Task details: Your answer should consist solely of the lines from the one containing "point(41, 16)" through the end of the entries below, duplicated exactly.

Saved entries:
....................

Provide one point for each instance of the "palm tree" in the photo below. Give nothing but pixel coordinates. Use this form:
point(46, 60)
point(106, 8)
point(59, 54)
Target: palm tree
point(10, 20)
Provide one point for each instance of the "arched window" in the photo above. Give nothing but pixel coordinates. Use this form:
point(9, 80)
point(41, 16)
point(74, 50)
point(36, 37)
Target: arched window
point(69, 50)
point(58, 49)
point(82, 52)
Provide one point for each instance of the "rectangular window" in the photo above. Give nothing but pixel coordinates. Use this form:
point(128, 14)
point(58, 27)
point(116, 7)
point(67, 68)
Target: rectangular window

....................

Answer to this task:
point(41, 16)
point(74, 50)
point(36, 37)
Target: arched window
point(69, 50)
point(58, 49)
point(82, 52)
Provide one point for each instance of the "rectangular window" in the photo above. Give nothing but pixel coordinates. Use this form:
point(128, 14)
point(58, 27)
point(116, 7)
point(67, 68)
Target: rectangular window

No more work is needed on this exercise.